[Start of DATA SECTION]
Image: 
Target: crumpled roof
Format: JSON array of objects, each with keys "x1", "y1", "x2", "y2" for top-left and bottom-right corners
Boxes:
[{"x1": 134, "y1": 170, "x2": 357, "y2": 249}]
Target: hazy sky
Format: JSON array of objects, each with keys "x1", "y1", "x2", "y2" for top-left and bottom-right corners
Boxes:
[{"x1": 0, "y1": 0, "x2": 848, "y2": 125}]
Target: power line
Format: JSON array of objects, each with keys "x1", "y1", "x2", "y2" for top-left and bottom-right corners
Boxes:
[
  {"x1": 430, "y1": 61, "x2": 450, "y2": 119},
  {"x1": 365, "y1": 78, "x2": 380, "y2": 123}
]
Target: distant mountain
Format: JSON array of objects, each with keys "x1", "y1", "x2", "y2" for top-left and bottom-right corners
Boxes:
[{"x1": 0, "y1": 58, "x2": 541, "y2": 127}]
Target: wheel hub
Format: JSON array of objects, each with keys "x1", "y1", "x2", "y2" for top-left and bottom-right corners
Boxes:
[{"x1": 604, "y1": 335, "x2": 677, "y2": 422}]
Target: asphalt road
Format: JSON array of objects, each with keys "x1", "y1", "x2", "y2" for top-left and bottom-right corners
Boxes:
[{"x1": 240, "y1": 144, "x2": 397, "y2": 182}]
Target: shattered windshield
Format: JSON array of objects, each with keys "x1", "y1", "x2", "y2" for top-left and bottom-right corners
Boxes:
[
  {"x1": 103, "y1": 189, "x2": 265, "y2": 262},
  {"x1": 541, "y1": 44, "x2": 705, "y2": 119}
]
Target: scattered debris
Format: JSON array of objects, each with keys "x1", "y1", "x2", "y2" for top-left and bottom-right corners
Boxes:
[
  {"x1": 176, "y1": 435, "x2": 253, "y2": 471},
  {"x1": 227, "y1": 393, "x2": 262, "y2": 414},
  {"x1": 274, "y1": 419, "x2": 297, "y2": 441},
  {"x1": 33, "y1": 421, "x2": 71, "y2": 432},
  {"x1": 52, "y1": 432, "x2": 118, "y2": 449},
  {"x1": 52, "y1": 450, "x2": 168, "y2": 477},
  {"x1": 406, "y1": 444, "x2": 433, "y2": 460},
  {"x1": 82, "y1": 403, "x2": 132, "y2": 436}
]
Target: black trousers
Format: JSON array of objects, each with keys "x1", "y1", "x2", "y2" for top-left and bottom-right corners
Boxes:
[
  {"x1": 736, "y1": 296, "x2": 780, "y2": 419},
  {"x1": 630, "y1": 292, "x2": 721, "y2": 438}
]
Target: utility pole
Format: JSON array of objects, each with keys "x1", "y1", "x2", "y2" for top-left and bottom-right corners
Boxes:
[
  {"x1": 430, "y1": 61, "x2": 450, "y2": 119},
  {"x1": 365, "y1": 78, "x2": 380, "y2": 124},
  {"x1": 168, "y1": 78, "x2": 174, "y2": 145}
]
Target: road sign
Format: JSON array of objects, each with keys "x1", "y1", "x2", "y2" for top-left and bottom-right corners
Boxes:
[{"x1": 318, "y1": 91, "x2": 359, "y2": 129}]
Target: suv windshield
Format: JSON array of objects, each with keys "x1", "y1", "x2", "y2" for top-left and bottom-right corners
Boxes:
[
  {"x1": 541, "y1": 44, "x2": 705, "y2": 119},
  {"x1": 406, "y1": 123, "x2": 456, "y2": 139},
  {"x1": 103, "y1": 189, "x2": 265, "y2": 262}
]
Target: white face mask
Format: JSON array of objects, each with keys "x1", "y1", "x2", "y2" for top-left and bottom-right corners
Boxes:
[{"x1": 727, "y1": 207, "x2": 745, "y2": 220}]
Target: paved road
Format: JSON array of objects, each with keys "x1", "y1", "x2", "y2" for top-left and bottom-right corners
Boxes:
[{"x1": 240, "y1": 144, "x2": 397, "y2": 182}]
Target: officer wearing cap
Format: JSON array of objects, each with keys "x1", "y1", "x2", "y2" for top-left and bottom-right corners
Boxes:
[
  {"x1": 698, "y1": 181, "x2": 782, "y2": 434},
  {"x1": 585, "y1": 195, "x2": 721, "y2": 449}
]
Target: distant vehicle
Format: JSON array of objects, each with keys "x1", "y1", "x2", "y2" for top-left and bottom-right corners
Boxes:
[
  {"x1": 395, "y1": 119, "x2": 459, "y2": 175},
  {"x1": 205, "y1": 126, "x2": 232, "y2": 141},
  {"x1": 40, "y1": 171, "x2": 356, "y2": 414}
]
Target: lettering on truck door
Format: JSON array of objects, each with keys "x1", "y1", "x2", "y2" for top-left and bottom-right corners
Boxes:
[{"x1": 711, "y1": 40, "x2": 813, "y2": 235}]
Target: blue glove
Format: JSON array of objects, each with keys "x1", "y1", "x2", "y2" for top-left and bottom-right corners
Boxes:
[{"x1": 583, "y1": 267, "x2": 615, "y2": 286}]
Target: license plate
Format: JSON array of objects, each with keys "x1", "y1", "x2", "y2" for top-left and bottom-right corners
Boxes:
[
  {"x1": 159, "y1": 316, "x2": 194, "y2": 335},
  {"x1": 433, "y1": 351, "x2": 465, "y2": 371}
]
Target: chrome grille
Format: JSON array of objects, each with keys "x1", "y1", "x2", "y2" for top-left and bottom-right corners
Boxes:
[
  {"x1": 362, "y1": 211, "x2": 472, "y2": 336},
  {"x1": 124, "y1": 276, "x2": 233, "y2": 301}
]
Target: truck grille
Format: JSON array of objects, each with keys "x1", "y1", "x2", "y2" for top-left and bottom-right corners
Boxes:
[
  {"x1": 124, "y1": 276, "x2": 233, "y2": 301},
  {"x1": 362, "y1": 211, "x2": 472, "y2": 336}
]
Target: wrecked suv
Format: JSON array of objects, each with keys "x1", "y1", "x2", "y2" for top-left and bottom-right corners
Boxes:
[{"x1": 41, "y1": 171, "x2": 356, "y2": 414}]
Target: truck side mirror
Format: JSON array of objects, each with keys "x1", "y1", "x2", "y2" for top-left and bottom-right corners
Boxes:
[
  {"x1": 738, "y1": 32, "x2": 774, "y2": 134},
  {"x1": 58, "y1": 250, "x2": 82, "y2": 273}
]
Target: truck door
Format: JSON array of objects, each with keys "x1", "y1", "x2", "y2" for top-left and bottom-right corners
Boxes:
[End of DATA SECTION]
**EXERCISE TASK**
Copy out every line of the items above, from first to last, with no change to any character.

**EXERCISE ANSWER**
Image: 
Target: crumpled roof
Format: JSON array of objects, each with keys "x1", "y1", "x2", "y2" for top-left and bottom-right corners
Boxes:
[{"x1": 134, "y1": 170, "x2": 357, "y2": 249}]
Target: hazy sky
Format: JSON array of objects, each with keys "x1", "y1", "x2", "y2" for top-left and bottom-right corners
Boxes:
[{"x1": 0, "y1": 0, "x2": 848, "y2": 125}]
Target: power line
Format: JSON array of objects, each with keys "x1", "y1", "x2", "y2" for top-left and bottom-right corners
Boxes:
[
  {"x1": 430, "y1": 61, "x2": 450, "y2": 119},
  {"x1": 365, "y1": 78, "x2": 380, "y2": 123}
]
Target: distant mountain
Format: JSON array of objects, each with keys "x1", "y1", "x2", "y2" for top-left and bottom-right corners
Boxes:
[{"x1": 0, "y1": 58, "x2": 541, "y2": 127}]
Target: wheel hub
Format: JSON array of objects, each with keys "x1", "y1", "x2", "y2" for top-left and bottom-right corners
Boxes:
[{"x1": 604, "y1": 335, "x2": 677, "y2": 422}]
Target: asphalt road
Format: JSON array of objects, each with keys "x1", "y1", "x2", "y2" for top-left and bottom-right corners
Boxes:
[{"x1": 240, "y1": 144, "x2": 397, "y2": 182}]
Target: shattered windshield
Format: JSON array of objects, each with keys "x1", "y1", "x2", "y2" for top-left and bottom-right corners
Boxes:
[
  {"x1": 103, "y1": 189, "x2": 265, "y2": 262},
  {"x1": 541, "y1": 44, "x2": 705, "y2": 119}
]
Target: scattered debris
Format: JSON array of objects, each with keys "x1", "y1", "x2", "y2" for top-left and bottom-right corners
Boxes:
[
  {"x1": 176, "y1": 435, "x2": 253, "y2": 471},
  {"x1": 227, "y1": 393, "x2": 262, "y2": 414},
  {"x1": 274, "y1": 419, "x2": 297, "y2": 441},
  {"x1": 33, "y1": 421, "x2": 71, "y2": 432},
  {"x1": 52, "y1": 432, "x2": 118, "y2": 449},
  {"x1": 52, "y1": 450, "x2": 168, "y2": 477},
  {"x1": 406, "y1": 444, "x2": 433, "y2": 460},
  {"x1": 82, "y1": 403, "x2": 132, "y2": 436}
]
Target: black trousers
Format: JSON array of objects, each with keys "x1", "y1", "x2", "y2" for top-left and bottom-right corners
Boxes:
[
  {"x1": 736, "y1": 296, "x2": 780, "y2": 419},
  {"x1": 630, "y1": 292, "x2": 721, "y2": 438}
]
Target: utility pole
Format: JSON array of objects, each with keys "x1", "y1", "x2", "y2" for top-left and bottom-right corners
Boxes:
[
  {"x1": 430, "y1": 61, "x2": 450, "y2": 119},
  {"x1": 365, "y1": 78, "x2": 380, "y2": 124},
  {"x1": 168, "y1": 78, "x2": 174, "y2": 145}
]
Target: road sign
Format: JSON array of objects, each with keys "x1", "y1", "x2", "y2" for top-left and bottom-right corners
Boxes:
[{"x1": 318, "y1": 91, "x2": 359, "y2": 129}]
Target: suv windshield
Format: JSON array of objects, each with keys "x1", "y1", "x2", "y2" for top-left and bottom-right corners
Boxes:
[
  {"x1": 541, "y1": 44, "x2": 705, "y2": 119},
  {"x1": 406, "y1": 123, "x2": 456, "y2": 139},
  {"x1": 103, "y1": 189, "x2": 265, "y2": 262}
]
Target: white face mask
Format: JSON array of objects, each with keys "x1", "y1", "x2", "y2" for top-left and bottom-right corners
Boxes:
[{"x1": 727, "y1": 207, "x2": 745, "y2": 220}]
Target: paved road
Format: JSON array of objects, each with keys "x1", "y1", "x2", "y2" for top-left and bottom-right corners
Boxes:
[{"x1": 240, "y1": 144, "x2": 397, "y2": 182}]
Target: officer wearing cap
Format: JSON array of objects, each with keys "x1", "y1", "x2", "y2" for top-left and bottom-right corners
Boxes:
[
  {"x1": 698, "y1": 181, "x2": 782, "y2": 434},
  {"x1": 585, "y1": 195, "x2": 721, "y2": 449}
]
Target: distant vehicle
Format: JSON array of objects, each with keys "x1", "y1", "x2", "y2" for top-left and bottom-right corners
Boxes:
[
  {"x1": 395, "y1": 119, "x2": 459, "y2": 175},
  {"x1": 205, "y1": 126, "x2": 232, "y2": 141},
  {"x1": 40, "y1": 171, "x2": 356, "y2": 414}
]
Target: lettering on truck door
Format: JSON array of objects, each with keys "x1", "y1", "x2", "y2" for top-left and bottom-right corners
Boxes:
[{"x1": 711, "y1": 40, "x2": 813, "y2": 235}]
Target: blue glove
Format: JSON array of objects, each with keys "x1", "y1", "x2", "y2" for top-left and bottom-right corners
Boxes:
[{"x1": 583, "y1": 267, "x2": 615, "y2": 286}]
Target: license plate
Format: JSON array of objects, each with keys "x1", "y1", "x2", "y2" for top-left and bottom-right corners
Boxes:
[
  {"x1": 159, "y1": 316, "x2": 194, "y2": 335},
  {"x1": 433, "y1": 351, "x2": 465, "y2": 371}
]
Target: chrome grille
Format: JSON array of objects, each with keys "x1", "y1", "x2", "y2" for top-left and bottom-right corners
Boxes:
[
  {"x1": 362, "y1": 211, "x2": 472, "y2": 336},
  {"x1": 124, "y1": 276, "x2": 233, "y2": 301}
]
Target: truck grille
Format: JSON array of objects, each with keys "x1", "y1", "x2", "y2" for top-left and bottom-right corners
Boxes:
[
  {"x1": 124, "y1": 276, "x2": 233, "y2": 301},
  {"x1": 362, "y1": 211, "x2": 472, "y2": 336}
]
Target: wrecked suv
Format: JSON array of objects, each with keys "x1", "y1", "x2", "y2" for top-left and bottom-right corners
Boxes:
[{"x1": 41, "y1": 171, "x2": 356, "y2": 414}]
Target: truck side mirror
Format: JSON array of objects, each with keys "x1", "y1", "x2", "y2" for top-left and bottom-right corners
Boxes:
[
  {"x1": 738, "y1": 32, "x2": 774, "y2": 134},
  {"x1": 58, "y1": 250, "x2": 82, "y2": 273}
]
Target: truck door
Format: JSON array of objects, each with keys "x1", "y1", "x2", "y2" for top-left and bottom-right corners
Boxes:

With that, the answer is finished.